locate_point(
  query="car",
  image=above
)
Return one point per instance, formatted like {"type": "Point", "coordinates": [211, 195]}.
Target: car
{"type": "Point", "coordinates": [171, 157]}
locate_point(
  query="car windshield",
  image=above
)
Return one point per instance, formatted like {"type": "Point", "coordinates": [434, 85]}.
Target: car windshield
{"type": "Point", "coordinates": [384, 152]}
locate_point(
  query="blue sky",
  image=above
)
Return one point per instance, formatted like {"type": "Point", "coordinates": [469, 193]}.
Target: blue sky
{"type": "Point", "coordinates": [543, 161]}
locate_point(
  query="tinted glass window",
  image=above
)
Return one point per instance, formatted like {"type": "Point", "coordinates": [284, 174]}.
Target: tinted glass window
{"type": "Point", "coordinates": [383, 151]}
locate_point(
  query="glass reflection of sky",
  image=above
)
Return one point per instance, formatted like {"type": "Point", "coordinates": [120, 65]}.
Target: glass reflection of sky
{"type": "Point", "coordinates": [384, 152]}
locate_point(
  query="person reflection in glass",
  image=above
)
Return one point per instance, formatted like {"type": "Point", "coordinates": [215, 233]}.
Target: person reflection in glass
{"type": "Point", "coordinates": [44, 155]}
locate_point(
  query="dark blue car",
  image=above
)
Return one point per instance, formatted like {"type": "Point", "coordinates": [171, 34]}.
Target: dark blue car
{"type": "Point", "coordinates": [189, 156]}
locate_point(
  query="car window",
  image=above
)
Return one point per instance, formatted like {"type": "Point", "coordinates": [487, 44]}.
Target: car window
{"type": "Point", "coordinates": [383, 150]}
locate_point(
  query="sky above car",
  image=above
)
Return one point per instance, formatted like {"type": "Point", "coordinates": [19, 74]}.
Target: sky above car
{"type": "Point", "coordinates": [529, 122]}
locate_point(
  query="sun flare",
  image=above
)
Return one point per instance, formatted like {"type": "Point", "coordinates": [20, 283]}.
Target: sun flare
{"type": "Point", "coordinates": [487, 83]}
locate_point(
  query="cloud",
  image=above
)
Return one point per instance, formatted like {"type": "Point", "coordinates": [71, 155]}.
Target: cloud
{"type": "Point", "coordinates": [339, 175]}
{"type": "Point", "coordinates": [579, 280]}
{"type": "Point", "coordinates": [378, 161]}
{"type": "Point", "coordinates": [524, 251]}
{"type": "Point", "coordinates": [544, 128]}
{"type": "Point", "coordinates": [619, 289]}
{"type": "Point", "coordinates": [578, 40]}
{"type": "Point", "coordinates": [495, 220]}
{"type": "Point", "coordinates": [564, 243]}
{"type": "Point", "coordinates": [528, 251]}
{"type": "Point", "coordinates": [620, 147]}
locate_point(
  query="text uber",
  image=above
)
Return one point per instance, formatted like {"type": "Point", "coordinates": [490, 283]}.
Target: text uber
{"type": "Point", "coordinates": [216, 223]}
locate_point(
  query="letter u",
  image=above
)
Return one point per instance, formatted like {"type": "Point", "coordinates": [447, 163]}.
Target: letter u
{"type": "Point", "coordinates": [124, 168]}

What the exercise asks: The records above are to be copied in full, exactly as written.

Answer:
locate_point(
  query="car",
  image=above
)
Return one point per instance, formatted like {"type": "Point", "coordinates": [211, 195]}.
Target: car
{"type": "Point", "coordinates": [171, 157]}
locate_point(
  query="car windshield",
  image=above
)
Return one point per instance, formatted like {"type": "Point", "coordinates": [434, 85]}.
Target: car windshield
{"type": "Point", "coordinates": [384, 152]}
locate_point(
  query="blue sky",
  image=above
)
Return one point per instance, formatted like {"type": "Point", "coordinates": [469, 193]}.
Target: blue sky
{"type": "Point", "coordinates": [543, 161]}
locate_point(
  query="tinted glass window",
  image=above
)
Return one point per instance, formatted like {"type": "Point", "coordinates": [284, 174]}.
Target: tinted glass window
{"type": "Point", "coordinates": [383, 151]}
locate_point(
  query="glass reflection of sky",
  image=above
)
Return one point per instance, formatted like {"type": "Point", "coordinates": [120, 65]}.
Target: glass reflection of sky
{"type": "Point", "coordinates": [384, 152]}
locate_point(
  query="person reflection in glass",
  image=above
)
Return one point per instance, formatted like {"type": "Point", "coordinates": [215, 233]}.
Target: person reflection in glass
{"type": "Point", "coordinates": [44, 155]}
locate_point(
  query="dark blue car",
  image=above
)
Return one point per instance, formatted like {"type": "Point", "coordinates": [171, 34]}.
Target: dark blue car
{"type": "Point", "coordinates": [189, 156]}
locate_point(
  query="car window",
  image=above
)
Return one point per instance, formatted like {"type": "Point", "coordinates": [487, 44]}.
Target: car window
{"type": "Point", "coordinates": [383, 150]}
locate_point(
  query="sky above car",
  image=above
)
Return one point per instance, formatted like {"type": "Point", "coordinates": [19, 74]}.
Target: sky above car
{"type": "Point", "coordinates": [529, 122]}
locate_point(
  query="sun flare",
  image=above
)
Return one point per instance, formatted like {"type": "Point", "coordinates": [20, 283]}.
Target: sun flare
{"type": "Point", "coordinates": [487, 83]}
locate_point(
  query="cloud",
  image=above
)
Return one point per instance, formatted like {"type": "Point", "coordinates": [71, 155]}.
Target: cloud
{"type": "Point", "coordinates": [339, 175]}
{"type": "Point", "coordinates": [579, 280]}
{"type": "Point", "coordinates": [378, 161]}
{"type": "Point", "coordinates": [524, 251]}
{"type": "Point", "coordinates": [544, 128]}
{"type": "Point", "coordinates": [619, 289]}
{"type": "Point", "coordinates": [578, 40]}
{"type": "Point", "coordinates": [495, 220]}
{"type": "Point", "coordinates": [564, 243]}
{"type": "Point", "coordinates": [528, 251]}
{"type": "Point", "coordinates": [620, 147]}
locate_point(
  query="text uber",
  image=above
)
Return one point per instance, formatted like {"type": "Point", "coordinates": [490, 283]}.
Target: text uber
{"type": "Point", "coordinates": [216, 223]}
locate_point(
  query="letter u",
  image=above
)
Return one point per instance, formatted like {"type": "Point", "coordinates": [447, 163]}.
Target: letter u
{"type": "Point", "coordinates": [124, 168]}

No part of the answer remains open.